| What the exercise asks |
All of the entries below are to be copied word for word.
________________
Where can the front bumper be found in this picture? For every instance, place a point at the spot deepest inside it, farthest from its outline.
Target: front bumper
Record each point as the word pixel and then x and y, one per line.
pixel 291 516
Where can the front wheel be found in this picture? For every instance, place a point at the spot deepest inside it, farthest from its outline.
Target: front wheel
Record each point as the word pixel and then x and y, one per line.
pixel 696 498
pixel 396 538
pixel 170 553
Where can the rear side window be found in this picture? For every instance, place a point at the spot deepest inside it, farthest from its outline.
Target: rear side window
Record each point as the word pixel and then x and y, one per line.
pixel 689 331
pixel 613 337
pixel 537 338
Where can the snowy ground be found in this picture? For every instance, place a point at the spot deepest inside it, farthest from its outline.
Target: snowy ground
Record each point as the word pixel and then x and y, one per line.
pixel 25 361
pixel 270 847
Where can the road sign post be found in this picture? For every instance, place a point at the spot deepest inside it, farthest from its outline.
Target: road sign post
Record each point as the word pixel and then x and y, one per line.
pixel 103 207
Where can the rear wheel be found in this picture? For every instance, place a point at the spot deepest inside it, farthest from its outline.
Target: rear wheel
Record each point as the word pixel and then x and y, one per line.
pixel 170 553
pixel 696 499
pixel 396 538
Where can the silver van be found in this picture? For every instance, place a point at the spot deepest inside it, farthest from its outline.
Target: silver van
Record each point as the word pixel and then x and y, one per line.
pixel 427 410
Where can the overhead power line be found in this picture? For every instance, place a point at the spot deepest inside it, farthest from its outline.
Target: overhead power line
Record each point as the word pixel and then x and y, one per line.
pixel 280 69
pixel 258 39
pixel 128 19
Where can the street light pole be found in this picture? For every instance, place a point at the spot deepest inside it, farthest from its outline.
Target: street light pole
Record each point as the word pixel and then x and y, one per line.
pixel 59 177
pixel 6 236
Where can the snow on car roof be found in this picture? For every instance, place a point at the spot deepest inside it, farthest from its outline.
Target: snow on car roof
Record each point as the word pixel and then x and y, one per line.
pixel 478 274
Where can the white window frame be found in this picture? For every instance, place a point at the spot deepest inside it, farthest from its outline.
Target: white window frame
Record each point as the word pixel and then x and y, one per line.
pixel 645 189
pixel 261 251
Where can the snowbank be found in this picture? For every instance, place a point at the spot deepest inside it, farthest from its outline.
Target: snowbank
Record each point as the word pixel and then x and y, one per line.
________________
| Answer below |
Where can the front bumper be found in this picture? For every instance, place a point at the spot deepest inside it, farthest from its outline.
Target: front bumper
Record each point as the word pixel and then x and y, one per line.
pixel 291 516
Where can the front wheel be found in this picture? For every instance, place a point at the spot deepest inside it, farthest from its outline.
Target: front wheel
Record each point as the word pixel and then x and y, one per line.
pixel 696 498
pixel 396 538
pixel 170 553
Where can the rear side window be found in this picture? For every instance, place a point at the spot deepest inside it, farthest from its outline.
Target: rear side window
Record each point as the word pixel and then x and y, one per line.
pixel 689 331
pixel 613 337
pixel 537 338
Where can the snowy ground be found in this picture? For every instance, place a point at the spot deepest inside it, farthest from its outline.
Target: snowy ground
Record each point as the word pixel and then x and y, one per line.
pixel 25 361
pixel 270 847
Where can the road sign post be found in this picture? For every instance, place a point at the spot deepest inside it, farthest from its outline.
Target: road sign post
Record each point as the word pixel and then x and y, one per line.
pixel 103 207
Where can the rear wheel be found in this picture? For every instance, place a point at the spot deepest inside it, farthest from its outline.
Target: rear wheel
Record each point as the word pixel and then x and y, one per line.
pixel 170 553
pixel 696 499
pixel 396 538
Where can the silver van be found in this picture? For every instance, place a point at the spot deepest inside it, farthest from its outline.
Target: silver van
Record each point as the word pixel and then x and y, one per line.
pixel 427 410
Where can the overhead power line be found in this picture? For every instance, place a point at the spot deepest inside it, farthest from its outline.
Target: overhead power line
Record each point as the word pixel and then x and y, one per line.
pixel 280 69
pixel 258 39
pixel 128 19
Where can the street light pole be found in this picture? For every instance, place a point at the spot deepest inside it, farthest from its outline.
Target: street light pole
Record each point as the word pixel and then x and y, one per line.
pixel 59 177
pixel 6 236
Where can the snow on car roof be found in this picture? For every instance, place a point at the spot deepest inside it, farthest from its outline.
Target: snow on car roof
Record each point as the word pixel and then x and y, one per line.
pixel 478 274
Where can the white window frame be found in this picture? For every instance, place a point at the spot deepest inside it, farthest from its outline.
Target: white window frame
Record each point as the word pixel and then x and y, one per line.
pixel 645 189
pixel 261 251
Where can the snowbank be found in this picture? For every instance, place a point at the spot deepest inside it, farthest from its outline.
Target: snowbank
Record each point as the word pixel and then x and y, one per line.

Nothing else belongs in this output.